Count the lines in the rows below that contain the string "wall", matching case exactly. Reply with the number alone.

(Pointing dataset records)
----------------------------------------
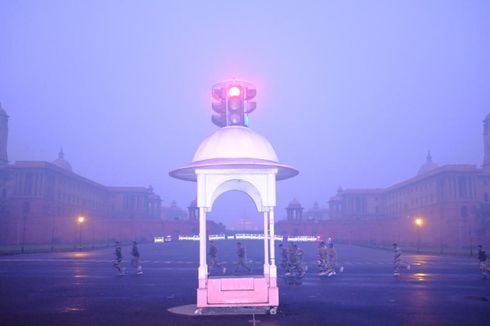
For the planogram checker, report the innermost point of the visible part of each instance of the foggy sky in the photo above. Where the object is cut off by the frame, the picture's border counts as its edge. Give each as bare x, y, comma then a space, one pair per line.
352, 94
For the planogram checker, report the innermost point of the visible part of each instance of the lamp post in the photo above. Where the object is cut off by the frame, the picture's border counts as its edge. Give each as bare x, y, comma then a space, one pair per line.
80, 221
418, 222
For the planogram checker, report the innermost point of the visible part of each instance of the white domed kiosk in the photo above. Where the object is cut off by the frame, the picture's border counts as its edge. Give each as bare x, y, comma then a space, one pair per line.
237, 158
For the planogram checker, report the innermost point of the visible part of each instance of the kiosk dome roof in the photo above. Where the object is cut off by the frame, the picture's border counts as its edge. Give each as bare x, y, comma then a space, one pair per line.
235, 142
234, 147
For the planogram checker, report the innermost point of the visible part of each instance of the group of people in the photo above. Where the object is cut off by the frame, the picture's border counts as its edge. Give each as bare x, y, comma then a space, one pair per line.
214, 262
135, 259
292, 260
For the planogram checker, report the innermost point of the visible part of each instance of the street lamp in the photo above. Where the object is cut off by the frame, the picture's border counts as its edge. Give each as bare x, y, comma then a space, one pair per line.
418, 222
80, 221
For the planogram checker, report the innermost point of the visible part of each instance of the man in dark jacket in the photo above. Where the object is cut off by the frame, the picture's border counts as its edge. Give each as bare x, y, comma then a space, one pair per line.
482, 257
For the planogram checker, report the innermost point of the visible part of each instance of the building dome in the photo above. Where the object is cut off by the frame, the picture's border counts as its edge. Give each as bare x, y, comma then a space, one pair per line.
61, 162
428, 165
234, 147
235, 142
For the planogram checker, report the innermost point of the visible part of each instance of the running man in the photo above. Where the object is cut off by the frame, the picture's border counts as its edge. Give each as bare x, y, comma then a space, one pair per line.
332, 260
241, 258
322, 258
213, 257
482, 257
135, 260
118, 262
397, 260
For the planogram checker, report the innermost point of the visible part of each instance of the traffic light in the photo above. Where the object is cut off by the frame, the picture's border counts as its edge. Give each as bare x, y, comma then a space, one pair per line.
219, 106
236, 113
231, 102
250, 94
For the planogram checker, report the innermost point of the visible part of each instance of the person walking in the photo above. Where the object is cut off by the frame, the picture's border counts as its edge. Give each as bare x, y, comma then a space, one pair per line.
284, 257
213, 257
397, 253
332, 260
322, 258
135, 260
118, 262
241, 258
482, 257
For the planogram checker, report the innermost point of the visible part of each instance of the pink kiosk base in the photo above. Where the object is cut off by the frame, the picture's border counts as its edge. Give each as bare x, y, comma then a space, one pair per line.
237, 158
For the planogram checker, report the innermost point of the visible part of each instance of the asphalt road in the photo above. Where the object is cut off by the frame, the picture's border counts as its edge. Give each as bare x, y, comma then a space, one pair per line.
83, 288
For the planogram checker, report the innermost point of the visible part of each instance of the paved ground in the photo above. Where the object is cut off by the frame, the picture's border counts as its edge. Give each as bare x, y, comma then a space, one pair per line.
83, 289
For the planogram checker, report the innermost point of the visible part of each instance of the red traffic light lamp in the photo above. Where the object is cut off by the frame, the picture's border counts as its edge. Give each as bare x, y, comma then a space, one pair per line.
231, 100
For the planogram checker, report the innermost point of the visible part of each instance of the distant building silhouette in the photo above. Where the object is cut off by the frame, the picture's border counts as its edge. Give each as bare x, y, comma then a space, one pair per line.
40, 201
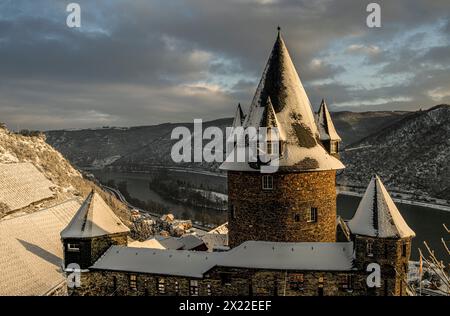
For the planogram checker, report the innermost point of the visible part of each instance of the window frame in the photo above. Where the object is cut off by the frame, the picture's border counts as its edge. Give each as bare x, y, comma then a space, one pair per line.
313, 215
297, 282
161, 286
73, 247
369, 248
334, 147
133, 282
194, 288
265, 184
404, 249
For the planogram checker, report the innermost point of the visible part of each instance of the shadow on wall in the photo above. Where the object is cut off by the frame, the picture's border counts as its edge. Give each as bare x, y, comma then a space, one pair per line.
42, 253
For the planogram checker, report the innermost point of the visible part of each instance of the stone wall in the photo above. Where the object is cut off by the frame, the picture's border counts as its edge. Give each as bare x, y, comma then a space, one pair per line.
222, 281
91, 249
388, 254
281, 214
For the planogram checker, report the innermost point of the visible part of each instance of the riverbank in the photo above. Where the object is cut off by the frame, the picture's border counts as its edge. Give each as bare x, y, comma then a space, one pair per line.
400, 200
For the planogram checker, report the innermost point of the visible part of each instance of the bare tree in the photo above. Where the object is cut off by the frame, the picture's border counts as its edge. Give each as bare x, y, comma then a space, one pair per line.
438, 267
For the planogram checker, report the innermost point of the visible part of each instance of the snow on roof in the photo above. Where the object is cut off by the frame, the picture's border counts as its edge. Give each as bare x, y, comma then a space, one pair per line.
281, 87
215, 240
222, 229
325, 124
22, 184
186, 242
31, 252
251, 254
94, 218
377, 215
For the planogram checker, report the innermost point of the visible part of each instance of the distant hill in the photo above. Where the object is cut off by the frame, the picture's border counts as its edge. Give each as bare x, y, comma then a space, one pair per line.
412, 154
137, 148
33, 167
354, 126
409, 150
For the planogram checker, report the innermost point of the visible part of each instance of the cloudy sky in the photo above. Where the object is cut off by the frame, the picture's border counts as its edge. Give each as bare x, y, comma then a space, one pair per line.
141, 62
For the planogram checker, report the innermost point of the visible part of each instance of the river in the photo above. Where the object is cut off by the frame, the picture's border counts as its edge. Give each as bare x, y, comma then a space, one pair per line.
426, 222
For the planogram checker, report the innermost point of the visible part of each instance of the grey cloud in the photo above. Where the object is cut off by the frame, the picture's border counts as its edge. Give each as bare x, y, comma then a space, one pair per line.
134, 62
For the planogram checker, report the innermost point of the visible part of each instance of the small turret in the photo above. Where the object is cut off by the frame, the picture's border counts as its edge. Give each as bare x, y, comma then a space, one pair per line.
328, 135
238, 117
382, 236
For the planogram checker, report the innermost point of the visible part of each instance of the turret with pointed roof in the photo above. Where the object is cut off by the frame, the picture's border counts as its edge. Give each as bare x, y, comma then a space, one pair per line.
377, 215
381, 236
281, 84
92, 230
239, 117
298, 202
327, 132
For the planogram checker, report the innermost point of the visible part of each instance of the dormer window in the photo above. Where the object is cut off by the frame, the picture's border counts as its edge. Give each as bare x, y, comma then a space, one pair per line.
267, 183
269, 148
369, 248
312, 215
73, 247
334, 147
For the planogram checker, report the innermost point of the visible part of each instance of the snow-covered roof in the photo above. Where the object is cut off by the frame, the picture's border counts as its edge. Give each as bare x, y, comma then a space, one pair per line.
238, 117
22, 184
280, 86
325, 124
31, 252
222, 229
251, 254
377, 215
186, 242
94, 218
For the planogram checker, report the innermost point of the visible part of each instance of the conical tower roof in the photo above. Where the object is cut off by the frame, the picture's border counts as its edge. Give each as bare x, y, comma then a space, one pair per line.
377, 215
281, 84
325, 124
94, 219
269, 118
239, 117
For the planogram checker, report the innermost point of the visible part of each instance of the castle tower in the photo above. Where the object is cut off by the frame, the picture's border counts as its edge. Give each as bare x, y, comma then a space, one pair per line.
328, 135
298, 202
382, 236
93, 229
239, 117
----------------------------------------
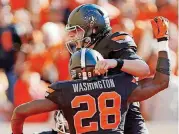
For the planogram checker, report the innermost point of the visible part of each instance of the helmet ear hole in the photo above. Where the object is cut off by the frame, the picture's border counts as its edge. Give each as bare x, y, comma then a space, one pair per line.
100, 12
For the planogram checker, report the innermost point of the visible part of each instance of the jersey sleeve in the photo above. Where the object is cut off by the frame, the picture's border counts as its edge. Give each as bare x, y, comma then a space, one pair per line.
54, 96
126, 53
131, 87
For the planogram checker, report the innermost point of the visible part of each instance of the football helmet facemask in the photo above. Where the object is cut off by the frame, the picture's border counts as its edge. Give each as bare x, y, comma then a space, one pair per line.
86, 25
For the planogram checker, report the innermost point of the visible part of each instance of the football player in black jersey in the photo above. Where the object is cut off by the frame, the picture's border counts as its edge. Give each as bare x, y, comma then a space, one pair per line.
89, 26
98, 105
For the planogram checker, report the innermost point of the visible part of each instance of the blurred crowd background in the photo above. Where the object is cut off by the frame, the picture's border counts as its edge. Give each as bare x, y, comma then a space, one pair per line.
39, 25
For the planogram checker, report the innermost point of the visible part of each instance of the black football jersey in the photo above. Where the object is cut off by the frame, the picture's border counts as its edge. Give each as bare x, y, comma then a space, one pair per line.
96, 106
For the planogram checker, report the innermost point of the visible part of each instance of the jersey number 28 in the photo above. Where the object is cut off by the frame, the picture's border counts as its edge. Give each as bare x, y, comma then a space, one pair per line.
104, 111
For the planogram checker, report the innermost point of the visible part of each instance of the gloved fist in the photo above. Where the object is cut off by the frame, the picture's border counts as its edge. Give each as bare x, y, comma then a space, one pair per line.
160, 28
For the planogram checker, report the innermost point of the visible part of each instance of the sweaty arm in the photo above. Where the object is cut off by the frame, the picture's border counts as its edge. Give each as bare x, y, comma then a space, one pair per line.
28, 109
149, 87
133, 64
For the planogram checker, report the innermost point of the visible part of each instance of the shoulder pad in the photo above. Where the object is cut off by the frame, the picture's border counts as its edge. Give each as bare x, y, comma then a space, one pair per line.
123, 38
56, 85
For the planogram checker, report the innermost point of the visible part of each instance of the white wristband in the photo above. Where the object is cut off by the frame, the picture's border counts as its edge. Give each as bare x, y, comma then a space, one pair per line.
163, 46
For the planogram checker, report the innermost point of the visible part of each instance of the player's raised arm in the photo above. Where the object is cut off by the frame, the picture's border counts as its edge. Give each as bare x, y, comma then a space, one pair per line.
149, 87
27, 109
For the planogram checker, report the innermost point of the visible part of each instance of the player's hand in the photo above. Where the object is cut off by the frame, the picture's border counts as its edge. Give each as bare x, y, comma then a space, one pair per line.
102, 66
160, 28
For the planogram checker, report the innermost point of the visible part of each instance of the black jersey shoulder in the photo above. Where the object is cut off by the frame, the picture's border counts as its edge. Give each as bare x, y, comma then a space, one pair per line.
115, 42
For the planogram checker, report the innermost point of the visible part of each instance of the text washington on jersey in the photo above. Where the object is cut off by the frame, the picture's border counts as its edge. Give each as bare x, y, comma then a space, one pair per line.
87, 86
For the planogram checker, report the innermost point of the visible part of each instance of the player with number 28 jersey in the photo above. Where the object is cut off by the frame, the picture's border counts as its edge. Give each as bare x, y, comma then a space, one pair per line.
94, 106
----------------------------------------
== FINAL RESULT ==
2